*Cosa fare:* Riscrivi tutte le righe, richieste comprese, dalla riga con "Input query: eyebrow" alla riga con "[86,51,143,126]", e sposta i riquadri delle risposte sommando 18 a ogni coordinata.

*Righe estratte:*

....

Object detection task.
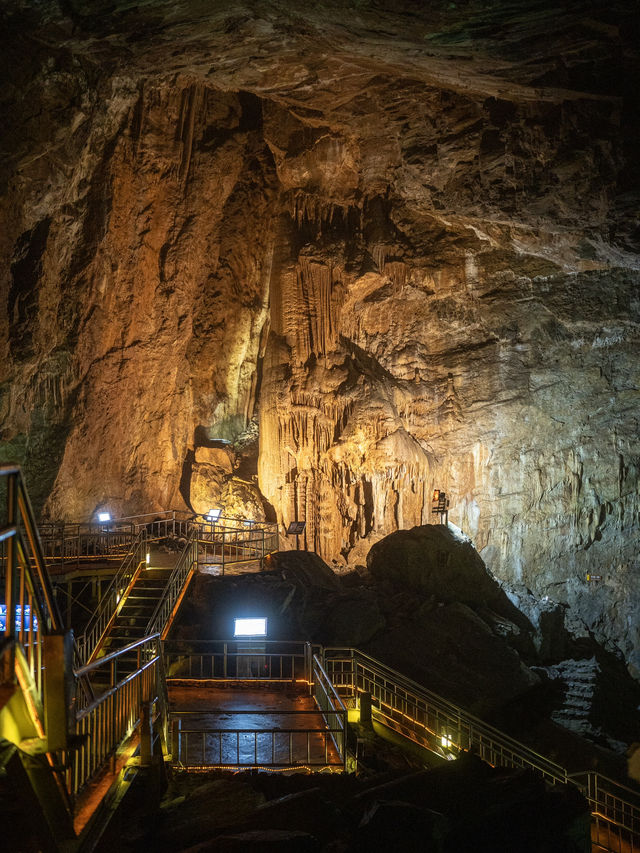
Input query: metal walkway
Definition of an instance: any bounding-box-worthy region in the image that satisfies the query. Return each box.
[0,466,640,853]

....

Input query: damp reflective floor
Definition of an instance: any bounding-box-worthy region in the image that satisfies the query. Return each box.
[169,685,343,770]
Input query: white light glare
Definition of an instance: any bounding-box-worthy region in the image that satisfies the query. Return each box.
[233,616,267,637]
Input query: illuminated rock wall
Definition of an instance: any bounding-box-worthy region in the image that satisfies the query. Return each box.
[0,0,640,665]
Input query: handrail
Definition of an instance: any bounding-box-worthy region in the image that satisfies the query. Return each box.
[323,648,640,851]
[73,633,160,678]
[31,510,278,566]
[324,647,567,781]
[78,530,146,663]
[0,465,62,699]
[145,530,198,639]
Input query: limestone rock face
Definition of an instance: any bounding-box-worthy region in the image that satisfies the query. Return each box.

....

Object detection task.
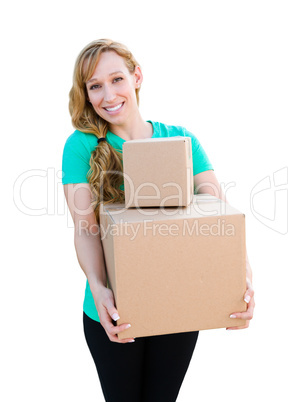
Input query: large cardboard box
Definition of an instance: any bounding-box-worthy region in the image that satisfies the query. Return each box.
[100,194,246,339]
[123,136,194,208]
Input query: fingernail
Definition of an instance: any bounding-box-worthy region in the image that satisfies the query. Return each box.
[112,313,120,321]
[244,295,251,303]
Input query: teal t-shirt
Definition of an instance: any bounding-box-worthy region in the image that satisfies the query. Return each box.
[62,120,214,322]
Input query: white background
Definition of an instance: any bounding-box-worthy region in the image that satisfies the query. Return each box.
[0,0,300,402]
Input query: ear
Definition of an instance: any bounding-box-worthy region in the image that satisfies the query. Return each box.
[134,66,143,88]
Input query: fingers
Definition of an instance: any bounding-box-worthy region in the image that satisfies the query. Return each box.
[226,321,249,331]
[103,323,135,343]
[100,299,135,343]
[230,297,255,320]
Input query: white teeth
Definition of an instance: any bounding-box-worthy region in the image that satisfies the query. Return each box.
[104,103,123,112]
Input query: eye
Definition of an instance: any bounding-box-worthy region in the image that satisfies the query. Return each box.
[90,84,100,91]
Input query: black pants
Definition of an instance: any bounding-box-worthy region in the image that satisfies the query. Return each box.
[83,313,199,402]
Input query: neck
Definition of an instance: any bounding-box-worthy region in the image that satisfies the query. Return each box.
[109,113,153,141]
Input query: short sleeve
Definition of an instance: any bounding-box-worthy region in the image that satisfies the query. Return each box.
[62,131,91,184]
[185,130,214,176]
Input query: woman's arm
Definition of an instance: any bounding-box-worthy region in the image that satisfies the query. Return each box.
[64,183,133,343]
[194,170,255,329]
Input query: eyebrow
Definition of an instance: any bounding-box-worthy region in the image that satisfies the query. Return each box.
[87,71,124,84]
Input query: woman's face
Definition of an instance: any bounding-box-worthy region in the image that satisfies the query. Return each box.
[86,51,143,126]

....

*Esito del compito:*
Input query: eyebrow
Definition of an instance: any bounding-box-worthy region in the image that satisfies the query. Return each box.
[105,89,142,102]
Input query: woman's face
Definition of an instance: any bounding-box-worthy region in the image that satisfies the query. Return each box.
[104,69,161,144]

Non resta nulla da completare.